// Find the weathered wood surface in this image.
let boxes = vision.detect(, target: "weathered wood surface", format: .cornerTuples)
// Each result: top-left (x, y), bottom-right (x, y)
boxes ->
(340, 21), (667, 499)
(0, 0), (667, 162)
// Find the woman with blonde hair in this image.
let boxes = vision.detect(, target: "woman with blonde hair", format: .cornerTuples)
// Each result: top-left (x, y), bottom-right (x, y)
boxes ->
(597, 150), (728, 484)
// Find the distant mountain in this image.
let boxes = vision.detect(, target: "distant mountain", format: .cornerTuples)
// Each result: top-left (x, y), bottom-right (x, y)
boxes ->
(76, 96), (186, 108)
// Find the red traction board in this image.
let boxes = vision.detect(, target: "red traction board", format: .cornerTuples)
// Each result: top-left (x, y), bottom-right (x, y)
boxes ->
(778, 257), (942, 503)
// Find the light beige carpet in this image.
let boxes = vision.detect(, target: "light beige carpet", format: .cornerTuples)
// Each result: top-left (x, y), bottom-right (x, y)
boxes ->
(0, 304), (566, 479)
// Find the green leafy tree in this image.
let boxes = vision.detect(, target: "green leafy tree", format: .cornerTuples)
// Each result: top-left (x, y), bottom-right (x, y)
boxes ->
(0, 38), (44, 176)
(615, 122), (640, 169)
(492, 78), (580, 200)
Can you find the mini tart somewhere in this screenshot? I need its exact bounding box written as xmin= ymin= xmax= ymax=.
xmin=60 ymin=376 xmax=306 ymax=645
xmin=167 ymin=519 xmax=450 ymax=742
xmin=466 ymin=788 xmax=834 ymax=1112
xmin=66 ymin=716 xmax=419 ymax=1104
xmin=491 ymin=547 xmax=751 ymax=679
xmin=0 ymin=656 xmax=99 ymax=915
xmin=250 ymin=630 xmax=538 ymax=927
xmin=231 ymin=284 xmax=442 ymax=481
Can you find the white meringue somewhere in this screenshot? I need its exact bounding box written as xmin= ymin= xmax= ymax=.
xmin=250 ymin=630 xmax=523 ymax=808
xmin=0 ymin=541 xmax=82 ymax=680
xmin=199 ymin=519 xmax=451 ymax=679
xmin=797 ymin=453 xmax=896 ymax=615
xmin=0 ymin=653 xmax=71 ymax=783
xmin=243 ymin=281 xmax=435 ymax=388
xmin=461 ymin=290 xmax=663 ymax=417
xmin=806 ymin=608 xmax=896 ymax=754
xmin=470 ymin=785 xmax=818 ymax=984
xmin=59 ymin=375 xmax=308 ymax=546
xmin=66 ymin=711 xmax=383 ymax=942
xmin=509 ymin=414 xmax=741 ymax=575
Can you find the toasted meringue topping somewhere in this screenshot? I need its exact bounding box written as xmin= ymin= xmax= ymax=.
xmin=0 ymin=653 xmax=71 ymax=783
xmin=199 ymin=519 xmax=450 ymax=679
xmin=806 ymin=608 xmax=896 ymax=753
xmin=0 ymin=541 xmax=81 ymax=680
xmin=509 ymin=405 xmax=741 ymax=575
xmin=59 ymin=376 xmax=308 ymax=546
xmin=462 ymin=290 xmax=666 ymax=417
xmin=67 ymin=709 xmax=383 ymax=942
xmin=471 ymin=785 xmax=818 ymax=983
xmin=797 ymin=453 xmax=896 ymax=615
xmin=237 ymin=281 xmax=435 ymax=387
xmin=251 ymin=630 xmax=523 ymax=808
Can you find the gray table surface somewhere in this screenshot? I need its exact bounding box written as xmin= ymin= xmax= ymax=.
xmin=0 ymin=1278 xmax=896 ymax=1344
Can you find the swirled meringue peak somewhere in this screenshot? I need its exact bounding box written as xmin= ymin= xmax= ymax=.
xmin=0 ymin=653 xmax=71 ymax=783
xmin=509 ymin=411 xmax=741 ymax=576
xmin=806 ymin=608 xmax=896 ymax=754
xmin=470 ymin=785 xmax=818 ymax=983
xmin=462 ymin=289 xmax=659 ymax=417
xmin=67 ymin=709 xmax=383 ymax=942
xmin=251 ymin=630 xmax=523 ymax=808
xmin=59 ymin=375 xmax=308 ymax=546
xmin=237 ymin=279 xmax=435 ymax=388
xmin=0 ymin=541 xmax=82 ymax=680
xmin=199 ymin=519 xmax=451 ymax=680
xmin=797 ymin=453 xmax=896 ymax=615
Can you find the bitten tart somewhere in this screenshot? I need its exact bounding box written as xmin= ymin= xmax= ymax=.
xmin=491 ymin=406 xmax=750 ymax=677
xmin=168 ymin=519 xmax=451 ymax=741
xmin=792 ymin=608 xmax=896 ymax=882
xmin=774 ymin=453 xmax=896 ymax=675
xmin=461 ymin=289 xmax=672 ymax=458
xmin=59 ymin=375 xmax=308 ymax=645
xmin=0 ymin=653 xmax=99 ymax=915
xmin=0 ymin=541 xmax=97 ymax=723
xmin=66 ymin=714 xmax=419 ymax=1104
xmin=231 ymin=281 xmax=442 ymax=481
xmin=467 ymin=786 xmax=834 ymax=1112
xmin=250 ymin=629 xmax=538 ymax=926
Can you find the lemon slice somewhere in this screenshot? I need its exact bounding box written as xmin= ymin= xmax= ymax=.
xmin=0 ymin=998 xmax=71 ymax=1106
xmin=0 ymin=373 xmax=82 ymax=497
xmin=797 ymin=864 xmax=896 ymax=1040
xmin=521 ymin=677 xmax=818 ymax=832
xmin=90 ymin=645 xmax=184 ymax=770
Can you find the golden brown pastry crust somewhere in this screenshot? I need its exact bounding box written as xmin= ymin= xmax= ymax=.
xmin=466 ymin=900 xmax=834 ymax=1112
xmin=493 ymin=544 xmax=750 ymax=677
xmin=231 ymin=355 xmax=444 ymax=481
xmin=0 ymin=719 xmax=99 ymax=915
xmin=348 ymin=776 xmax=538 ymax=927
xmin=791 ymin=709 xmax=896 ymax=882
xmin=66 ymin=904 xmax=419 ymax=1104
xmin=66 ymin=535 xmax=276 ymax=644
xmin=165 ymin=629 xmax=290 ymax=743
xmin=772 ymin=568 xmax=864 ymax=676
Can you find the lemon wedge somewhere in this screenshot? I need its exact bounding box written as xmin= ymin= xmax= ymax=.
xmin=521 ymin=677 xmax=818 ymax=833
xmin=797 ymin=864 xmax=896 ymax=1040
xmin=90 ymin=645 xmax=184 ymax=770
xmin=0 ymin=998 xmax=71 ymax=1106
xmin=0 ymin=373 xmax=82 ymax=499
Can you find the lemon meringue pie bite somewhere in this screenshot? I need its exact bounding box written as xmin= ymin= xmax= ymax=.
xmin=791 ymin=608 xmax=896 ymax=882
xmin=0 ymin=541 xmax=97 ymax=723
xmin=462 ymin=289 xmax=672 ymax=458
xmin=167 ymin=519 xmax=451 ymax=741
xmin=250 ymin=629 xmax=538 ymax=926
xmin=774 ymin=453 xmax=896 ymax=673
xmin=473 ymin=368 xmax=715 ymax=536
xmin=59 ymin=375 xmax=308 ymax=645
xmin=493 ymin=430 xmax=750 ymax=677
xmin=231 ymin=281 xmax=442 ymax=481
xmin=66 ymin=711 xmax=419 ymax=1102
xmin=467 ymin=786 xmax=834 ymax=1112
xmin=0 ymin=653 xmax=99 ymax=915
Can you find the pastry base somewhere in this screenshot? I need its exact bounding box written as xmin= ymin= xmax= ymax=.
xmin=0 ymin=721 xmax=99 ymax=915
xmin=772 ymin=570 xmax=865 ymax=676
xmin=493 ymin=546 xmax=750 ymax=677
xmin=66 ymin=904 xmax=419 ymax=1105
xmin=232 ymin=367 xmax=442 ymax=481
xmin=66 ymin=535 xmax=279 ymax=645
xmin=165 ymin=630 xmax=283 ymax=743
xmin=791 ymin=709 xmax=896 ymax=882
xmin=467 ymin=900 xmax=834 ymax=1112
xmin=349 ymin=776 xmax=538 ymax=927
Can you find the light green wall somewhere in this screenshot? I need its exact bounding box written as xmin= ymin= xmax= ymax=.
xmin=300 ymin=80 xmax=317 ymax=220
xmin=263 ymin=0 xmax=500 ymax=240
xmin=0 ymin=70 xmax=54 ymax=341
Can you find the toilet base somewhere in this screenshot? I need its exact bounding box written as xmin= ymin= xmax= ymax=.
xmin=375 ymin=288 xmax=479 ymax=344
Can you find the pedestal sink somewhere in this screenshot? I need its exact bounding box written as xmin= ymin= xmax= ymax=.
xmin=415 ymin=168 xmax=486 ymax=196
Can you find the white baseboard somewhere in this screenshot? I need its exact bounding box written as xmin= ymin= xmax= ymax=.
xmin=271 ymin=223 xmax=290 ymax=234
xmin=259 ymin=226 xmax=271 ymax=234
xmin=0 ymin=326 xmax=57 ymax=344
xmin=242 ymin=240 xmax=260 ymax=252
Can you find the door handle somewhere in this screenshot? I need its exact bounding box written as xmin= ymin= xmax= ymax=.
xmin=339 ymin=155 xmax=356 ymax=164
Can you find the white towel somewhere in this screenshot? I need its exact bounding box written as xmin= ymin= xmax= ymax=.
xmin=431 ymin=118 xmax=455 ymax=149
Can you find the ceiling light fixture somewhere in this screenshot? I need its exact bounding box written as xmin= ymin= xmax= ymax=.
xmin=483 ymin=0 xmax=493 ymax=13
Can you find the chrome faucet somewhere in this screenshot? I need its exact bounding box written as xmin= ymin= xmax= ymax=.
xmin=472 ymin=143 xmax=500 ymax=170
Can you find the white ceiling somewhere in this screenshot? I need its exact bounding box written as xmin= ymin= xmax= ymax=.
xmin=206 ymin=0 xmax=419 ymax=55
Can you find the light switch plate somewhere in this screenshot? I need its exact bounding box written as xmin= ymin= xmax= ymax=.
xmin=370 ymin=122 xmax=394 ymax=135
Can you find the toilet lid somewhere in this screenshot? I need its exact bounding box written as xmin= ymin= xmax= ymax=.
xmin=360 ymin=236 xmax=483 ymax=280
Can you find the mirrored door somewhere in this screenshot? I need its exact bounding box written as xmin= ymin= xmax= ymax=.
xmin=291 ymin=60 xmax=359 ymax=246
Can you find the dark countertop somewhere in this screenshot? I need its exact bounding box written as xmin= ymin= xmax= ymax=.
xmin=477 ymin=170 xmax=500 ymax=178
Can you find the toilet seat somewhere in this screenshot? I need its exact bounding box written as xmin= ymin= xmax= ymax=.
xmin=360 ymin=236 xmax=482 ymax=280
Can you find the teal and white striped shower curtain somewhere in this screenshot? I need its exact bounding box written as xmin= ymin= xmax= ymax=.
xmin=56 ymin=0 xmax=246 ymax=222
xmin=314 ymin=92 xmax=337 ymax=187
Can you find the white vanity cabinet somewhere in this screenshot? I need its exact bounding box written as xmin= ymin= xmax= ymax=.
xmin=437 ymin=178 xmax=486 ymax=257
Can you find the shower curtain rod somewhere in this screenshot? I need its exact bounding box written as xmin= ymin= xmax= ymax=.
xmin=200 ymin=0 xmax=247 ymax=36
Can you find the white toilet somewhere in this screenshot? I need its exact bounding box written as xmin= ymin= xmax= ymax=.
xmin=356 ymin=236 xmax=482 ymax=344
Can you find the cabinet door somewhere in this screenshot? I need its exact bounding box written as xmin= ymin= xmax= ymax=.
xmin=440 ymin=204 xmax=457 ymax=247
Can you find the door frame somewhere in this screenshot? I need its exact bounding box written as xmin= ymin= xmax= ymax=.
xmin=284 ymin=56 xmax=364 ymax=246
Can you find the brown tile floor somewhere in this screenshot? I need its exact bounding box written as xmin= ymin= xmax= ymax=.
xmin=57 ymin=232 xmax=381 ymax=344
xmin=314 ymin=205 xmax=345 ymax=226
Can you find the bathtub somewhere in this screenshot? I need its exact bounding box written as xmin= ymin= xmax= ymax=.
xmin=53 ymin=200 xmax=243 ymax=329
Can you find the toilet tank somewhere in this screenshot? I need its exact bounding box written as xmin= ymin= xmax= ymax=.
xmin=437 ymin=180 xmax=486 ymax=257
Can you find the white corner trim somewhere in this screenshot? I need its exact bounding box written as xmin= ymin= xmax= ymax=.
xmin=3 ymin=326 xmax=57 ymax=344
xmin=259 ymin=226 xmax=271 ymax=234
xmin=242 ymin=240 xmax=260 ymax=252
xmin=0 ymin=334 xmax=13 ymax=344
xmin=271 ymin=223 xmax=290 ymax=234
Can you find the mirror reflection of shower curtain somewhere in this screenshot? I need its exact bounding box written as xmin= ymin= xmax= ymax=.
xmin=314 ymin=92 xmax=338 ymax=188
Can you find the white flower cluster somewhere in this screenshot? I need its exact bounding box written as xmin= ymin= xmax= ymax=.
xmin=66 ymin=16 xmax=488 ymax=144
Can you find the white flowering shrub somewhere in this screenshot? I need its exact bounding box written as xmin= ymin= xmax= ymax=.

• • •

[Consegna] Puoi ricopiare senza modifiche la parte dei record che va dalla prima riga fino alla riga che contiene "(778, 257), (942, 503)", inclusa?

[Risultato]
// Find the weathered wood surface in this image.
let boxes = vision.detect(, target: "weathered wood surface", format: .cornerTuples)
// Each result: top-left (x, y), bottom-right (x, y)
boxes ->
(340, 21), (667, 499)
(0, 0), (667, 162)
// Find the woman with blonde hair in this image.
let boxes = vision.detect(, target: "woman with blonde hair", format: .cornerTuples)
// Each result: top-left (x, y), bottom-right (x, y)
boxes ->
(597, 150), (728, 484)
// Find the distant mountain in this image.
let boxes = vision.detect(, target: "distant mountain", format: .cornerTuples)
// Each result: top-left (x, y), bottom-right (x, y)
boxes ->
(76, 96), (186, 108)
// Find the red traction board in this image.
let boxes = vision.detect(, target: "red traction board", format: .cornerTuples)
// Each result: top-left (x, y), bottom-right (x, y)
boxes ->
(778, 257), (942, 503)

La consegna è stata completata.